**Records for the task:**
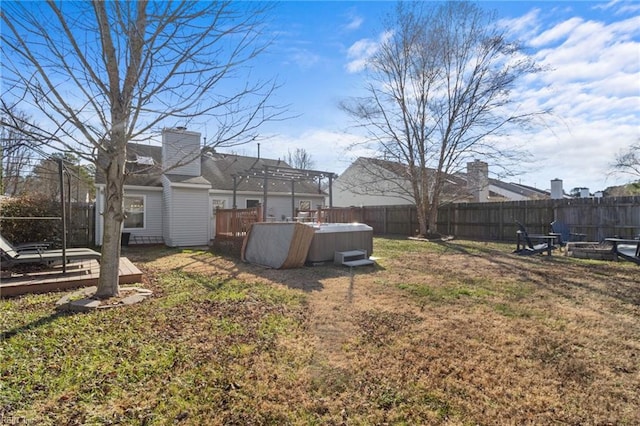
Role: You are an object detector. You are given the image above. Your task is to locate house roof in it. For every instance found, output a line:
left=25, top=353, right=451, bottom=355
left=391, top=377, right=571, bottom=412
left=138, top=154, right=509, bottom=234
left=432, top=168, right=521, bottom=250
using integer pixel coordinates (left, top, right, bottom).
left=340, top=157, right=550, bottom=200
left=96, top=143, right=323, bottom=195
left=202, top=152, right=321, bottom=194
left=338, top=157, right=471, bottom=201
left=489, top=179, right=550, bottom=199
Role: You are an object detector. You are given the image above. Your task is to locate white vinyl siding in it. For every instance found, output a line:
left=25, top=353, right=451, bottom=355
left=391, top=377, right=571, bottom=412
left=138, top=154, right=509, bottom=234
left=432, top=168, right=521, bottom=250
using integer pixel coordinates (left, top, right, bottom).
left=164, top=181, right=210, bottom=247
left=124, top=187, right=162, bottom=244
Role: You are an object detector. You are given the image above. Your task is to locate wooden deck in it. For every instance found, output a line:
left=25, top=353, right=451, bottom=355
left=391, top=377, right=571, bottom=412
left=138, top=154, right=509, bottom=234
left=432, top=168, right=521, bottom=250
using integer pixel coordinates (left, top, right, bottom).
left=0, top=257, right=142, bottom=297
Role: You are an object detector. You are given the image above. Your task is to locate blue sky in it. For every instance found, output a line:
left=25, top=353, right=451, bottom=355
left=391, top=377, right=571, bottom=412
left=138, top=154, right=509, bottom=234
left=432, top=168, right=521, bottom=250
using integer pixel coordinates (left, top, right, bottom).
left=212, top=1, right=640, bottom=192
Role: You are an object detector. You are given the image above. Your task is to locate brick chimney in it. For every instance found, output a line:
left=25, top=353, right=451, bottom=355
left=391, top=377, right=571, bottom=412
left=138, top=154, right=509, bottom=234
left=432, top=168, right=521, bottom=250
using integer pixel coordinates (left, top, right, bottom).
left=467, top=160, right=489, bottom=203
left=162, top=127, right=201, bottom=176
left=551, top=178, right=564, bottom=200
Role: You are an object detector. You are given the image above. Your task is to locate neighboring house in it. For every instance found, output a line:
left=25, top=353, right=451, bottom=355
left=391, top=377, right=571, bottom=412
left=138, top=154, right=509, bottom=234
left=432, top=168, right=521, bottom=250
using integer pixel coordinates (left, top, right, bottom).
left=96, top=128, right=325, bottom=247
left=333, top=157, right=549, bottom=207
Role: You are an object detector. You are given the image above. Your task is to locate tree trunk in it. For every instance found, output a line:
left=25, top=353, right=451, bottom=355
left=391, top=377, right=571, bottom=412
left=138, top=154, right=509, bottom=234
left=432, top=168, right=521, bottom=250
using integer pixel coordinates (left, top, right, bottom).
left=95, top=155, right=124, bottom=298
left=416, top=200, right=429, bottom=237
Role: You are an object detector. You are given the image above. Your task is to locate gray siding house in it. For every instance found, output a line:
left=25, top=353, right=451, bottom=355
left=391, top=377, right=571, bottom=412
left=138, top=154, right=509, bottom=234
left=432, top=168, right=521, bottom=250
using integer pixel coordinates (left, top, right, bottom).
left=95, top=128, right=325, bottom=247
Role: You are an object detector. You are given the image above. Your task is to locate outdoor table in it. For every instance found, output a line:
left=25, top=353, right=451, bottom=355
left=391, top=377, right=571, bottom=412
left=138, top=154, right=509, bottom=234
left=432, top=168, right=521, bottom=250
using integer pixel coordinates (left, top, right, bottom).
left=604, top=238, right=640, bottom=258
left=516, top=231, right=556, bottom=256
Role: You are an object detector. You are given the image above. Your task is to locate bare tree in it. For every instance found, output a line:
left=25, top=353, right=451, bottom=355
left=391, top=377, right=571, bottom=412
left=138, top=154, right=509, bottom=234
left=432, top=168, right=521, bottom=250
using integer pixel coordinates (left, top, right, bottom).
left=613, top=142, right=640, bottom=179
left=341, top=2, right=539, bottom=235
left=287, top=148, right=314, bottom=169
left=0, top=105, right=41, bottom=196
left=1, top=0, right=282, bottom=297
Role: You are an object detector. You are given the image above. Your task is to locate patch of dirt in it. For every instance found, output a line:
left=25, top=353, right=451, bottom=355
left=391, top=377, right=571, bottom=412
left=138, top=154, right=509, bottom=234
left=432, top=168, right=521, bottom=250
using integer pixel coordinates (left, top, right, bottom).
left=124, top=241, right=640, bottom=424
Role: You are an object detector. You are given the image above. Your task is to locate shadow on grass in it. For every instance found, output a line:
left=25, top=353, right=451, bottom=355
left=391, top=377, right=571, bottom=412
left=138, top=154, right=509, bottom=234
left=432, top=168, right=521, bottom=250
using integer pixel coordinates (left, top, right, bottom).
left=438, top=242, right=640, bottom=306
left=0, top=311, right=78, bottom=341
left=149, top=251, right=384, bottom=293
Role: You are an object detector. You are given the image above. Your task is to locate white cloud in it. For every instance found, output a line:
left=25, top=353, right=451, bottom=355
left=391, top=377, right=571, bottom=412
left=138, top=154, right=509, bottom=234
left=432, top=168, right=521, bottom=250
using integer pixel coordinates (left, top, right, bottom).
left=504, top=4, right=640, bottom=191
left=344, top=16, right=364, bottom=31
left=346, top=31, right=393, bottom=73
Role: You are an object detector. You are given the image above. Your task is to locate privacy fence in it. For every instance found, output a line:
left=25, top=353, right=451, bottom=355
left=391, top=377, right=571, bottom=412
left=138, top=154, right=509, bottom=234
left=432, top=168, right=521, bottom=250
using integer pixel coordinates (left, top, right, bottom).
left=322, top=196, right=640, bottom=241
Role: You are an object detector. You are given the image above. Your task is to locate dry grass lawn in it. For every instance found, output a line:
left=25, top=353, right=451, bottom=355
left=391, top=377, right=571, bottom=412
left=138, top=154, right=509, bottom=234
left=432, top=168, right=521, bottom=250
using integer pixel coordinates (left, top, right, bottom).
left=0, top=238, right=640, bottom=425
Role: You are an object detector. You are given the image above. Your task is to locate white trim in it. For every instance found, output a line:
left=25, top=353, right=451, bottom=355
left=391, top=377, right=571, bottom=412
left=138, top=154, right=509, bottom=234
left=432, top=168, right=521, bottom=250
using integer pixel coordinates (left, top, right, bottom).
left=124, top=185, right=162, bottom=192
left=167, top=179, right=211, bottom=189
left=122, top=194, right=147, bottom=232
left=244, top=198, right=262, bottom=209
left=209, top=188, right=329, bottom=198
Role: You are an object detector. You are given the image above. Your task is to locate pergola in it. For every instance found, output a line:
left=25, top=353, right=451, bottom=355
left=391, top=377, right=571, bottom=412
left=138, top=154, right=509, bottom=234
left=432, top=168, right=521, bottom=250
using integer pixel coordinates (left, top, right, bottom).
left=232, top=165, right=335, bottom=218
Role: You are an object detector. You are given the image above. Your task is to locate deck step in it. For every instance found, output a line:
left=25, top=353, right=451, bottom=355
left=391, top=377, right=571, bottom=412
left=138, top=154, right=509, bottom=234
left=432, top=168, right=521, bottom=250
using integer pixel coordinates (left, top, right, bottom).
left=342, top=259, right=374, bottom=267
left=333, top=250, right=373, bottom=267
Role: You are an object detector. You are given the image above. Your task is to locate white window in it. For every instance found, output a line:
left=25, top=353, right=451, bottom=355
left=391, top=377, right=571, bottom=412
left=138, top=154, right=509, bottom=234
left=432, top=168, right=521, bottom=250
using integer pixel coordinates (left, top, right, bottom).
left=298, top=200, right=311, bottom=212
left=124, top=195, right=144, bottom=229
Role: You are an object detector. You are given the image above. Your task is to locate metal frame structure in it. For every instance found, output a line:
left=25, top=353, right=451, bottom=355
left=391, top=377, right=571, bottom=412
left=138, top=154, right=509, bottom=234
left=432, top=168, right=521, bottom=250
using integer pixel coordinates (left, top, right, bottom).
left=232, top=165, right=335, bottom=218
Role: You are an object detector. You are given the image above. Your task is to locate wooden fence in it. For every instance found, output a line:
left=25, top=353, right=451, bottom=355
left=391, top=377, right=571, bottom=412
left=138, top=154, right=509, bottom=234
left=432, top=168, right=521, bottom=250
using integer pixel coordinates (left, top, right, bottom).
left=322, top=196, right=640, bottom=241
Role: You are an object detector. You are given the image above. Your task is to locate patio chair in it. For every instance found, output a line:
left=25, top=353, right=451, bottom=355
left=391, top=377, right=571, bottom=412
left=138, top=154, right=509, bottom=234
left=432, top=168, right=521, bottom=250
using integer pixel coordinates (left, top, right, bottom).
left=550, top=220, right=587, bottom=247
left=0, top=235, right=100, bottom=268
left=605, top=237, right=640, bottom=265
left=514, top=220, right=556, bottom=256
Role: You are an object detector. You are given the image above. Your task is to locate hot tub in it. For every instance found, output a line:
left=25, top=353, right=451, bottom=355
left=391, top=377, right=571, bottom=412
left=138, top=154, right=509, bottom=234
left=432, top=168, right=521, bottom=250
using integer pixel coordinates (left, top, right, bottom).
left=307, top=223, right=373, bottom=263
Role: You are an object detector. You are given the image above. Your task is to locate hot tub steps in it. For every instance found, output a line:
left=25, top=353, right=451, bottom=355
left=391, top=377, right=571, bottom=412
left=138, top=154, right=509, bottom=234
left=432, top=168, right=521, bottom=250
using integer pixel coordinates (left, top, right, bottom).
left=333, top=250, right=374, bottom=267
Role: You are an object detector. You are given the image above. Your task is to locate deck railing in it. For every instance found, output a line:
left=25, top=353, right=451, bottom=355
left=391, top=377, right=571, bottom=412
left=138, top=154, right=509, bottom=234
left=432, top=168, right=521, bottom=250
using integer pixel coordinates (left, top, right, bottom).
left=216, top=206, right=262, bottom=238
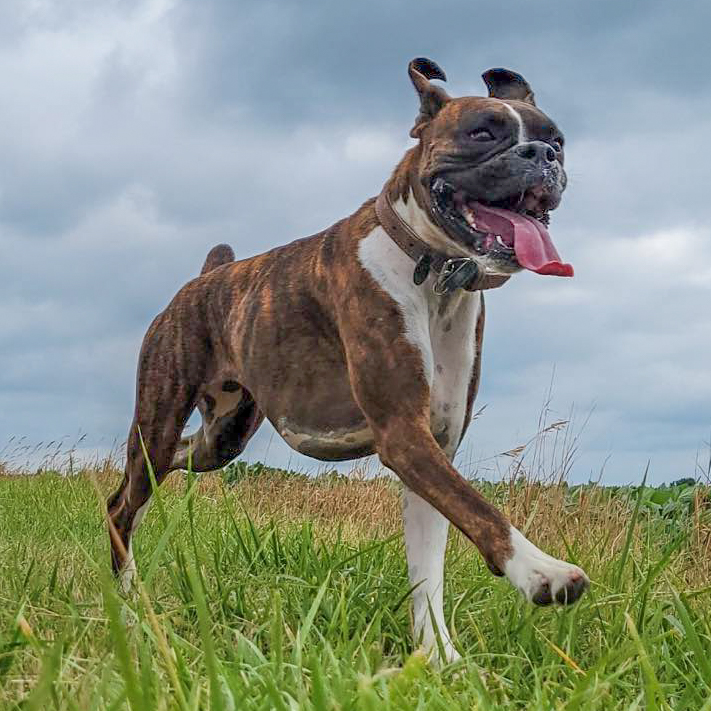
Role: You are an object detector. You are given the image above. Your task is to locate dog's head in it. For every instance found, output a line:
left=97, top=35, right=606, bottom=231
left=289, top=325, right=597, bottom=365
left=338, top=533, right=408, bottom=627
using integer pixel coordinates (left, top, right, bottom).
left=408, top=58, right=573, bottom=276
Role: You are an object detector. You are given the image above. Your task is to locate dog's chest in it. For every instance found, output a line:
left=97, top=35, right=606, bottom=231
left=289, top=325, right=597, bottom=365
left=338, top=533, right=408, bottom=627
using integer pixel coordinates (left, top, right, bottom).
left=359, top=228, right=481, bottom=456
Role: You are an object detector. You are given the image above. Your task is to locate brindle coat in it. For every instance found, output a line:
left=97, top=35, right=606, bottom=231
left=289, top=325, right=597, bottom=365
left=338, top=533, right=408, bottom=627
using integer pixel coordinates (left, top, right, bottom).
left=108, top=57, right=588, bottom=612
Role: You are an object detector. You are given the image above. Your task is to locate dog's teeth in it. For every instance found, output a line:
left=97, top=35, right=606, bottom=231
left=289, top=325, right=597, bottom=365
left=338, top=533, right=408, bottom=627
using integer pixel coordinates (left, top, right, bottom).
left=462, top=205, right=476, bottom=230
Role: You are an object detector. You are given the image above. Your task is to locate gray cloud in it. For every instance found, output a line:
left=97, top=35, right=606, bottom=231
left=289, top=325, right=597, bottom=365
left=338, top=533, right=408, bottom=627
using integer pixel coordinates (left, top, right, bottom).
left=0, top=0, right=711, bottom=480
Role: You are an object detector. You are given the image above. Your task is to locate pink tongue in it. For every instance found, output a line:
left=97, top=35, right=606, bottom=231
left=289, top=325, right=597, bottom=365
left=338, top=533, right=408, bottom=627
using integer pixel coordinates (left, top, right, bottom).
left=472, top=202, right=573, bottom=276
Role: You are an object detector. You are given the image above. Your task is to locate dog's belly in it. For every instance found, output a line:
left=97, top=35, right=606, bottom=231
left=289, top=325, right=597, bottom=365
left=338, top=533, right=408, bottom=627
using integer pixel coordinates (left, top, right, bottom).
left=277, top=417, right=375, bottom=461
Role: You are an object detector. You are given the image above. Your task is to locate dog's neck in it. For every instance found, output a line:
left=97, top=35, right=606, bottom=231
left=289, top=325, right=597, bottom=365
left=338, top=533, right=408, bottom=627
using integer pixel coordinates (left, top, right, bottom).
left=384, top=146, right=475, bottom=257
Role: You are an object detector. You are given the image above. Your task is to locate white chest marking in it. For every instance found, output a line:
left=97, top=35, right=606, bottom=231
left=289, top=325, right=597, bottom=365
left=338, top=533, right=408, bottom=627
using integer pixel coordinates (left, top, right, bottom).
left=359, top=227, right=481, bottom=457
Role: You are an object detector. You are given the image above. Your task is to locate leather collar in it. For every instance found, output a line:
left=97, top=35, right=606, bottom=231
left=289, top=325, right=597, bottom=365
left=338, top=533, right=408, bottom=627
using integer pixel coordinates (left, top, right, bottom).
left=375, top=189, right=510, bottom=294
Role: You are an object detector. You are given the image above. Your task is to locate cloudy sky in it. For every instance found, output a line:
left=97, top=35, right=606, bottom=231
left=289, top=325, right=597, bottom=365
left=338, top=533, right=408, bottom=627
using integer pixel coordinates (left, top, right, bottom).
left=0, top=0, right=711, bottom=482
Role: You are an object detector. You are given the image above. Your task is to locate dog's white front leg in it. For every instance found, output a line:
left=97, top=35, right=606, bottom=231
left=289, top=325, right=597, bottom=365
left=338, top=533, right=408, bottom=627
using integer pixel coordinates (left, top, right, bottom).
left=403, top=488, right=460, bottom=662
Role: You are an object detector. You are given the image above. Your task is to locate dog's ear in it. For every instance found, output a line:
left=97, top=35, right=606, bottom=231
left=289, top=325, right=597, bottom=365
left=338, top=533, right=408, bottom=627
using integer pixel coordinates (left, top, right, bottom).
left=481, top=69, right=536, bottom=106
left=407, top=57, right=450, bottom=138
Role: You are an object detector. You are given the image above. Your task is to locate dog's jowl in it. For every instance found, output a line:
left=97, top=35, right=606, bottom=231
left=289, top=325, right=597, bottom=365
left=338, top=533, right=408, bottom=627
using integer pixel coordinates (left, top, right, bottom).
left=108, top=59, right=588, bottom=660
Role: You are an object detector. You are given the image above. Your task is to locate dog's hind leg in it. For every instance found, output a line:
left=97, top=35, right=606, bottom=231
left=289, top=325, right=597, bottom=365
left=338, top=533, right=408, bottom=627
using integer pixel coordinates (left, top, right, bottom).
left=107, top=307, right=208, bottom=588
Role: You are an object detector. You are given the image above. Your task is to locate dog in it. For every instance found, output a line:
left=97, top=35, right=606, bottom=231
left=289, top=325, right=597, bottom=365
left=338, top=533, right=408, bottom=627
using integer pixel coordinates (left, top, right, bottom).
left=108, top=58, right=589, bottom=661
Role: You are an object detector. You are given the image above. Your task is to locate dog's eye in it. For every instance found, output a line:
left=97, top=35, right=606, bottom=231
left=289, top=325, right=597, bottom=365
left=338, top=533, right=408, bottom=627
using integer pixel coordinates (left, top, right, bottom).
left=467, top=128, right=494, bottom=141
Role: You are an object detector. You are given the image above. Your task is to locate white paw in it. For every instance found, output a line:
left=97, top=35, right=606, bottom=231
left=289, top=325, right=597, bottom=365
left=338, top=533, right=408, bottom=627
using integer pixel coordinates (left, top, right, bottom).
left=422, top=638, right=462, bottom=668
left=504, top=526, right=590, bottom=605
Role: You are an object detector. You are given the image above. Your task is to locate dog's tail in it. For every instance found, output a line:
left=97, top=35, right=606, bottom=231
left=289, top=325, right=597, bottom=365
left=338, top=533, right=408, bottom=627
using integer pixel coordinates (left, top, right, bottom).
left=200, top=244, right=235, bottom=275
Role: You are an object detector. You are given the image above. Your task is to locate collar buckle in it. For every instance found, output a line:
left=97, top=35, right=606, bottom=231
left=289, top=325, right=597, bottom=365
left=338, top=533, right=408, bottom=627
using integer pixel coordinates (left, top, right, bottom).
left=432, top=257, right=479, bottom=296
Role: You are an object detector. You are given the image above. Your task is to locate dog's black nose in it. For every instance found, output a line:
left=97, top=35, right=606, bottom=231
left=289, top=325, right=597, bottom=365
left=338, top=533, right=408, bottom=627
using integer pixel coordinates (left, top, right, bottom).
left=514, top=141, right=555, bottom=164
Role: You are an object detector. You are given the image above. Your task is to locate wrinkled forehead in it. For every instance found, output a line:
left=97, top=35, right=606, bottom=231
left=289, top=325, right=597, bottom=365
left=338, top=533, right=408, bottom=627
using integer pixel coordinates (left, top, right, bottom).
left=436, top=96, right=560, bottom=136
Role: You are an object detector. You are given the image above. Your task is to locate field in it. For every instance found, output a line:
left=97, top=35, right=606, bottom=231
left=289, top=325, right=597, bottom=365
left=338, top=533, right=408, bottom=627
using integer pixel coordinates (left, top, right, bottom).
left=0, top=454, right=711, bottom=711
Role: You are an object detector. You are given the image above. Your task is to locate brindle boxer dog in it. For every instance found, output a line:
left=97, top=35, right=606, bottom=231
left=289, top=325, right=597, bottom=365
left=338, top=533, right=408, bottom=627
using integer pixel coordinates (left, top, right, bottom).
left=108, top=59, right=588, bottom=660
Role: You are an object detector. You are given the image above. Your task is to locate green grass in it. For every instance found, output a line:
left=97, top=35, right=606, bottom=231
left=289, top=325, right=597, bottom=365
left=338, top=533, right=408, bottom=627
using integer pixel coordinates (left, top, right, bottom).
left=0, top=472, right=711, bottom=711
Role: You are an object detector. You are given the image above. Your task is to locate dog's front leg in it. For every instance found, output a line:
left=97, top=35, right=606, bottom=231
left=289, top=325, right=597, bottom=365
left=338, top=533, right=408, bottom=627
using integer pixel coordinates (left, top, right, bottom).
left=402, top=488, right=459, bottom=663
left=345, top=330, right=588, bottom=628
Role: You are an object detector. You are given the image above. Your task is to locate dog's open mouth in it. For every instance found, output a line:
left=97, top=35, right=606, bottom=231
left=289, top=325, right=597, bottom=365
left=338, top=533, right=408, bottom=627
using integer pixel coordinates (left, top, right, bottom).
left=432, top=178, right=573, bottom=276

**Work to complete:**
Copy the records from the line that has "to locate cloudy" through the line that has "left=403, top=488, right=460, bottom=662", replacing "object detector" with "object locator" and changing nothing else.

**Task solution:**
Role: You are an object locator. You are given the image above. Your task is to locate cloudy sky in it. For every instance found, output a line:
left=97, top=35, right=606, bottom=231
left=289, top=325, right=597, bottom=365
left=338, top=533, right=408, bottom=627
using integer pixel coordinates (left, top, right, bottom).
left=0, top=0, right=711, bottom=482
Role: You are an object locator. You are given the image above. Your task is to locate dog's white front leg in it. For every instance found, output a line:
left=97, top=35, right=606, bottom=231
left=289, top=325, right=597, bottom=365
left=338, top=533, right=408, bottom=627
using integer pixel coordinates (left, top, right, bottom).
left=403, top=488, right=460, bottom=662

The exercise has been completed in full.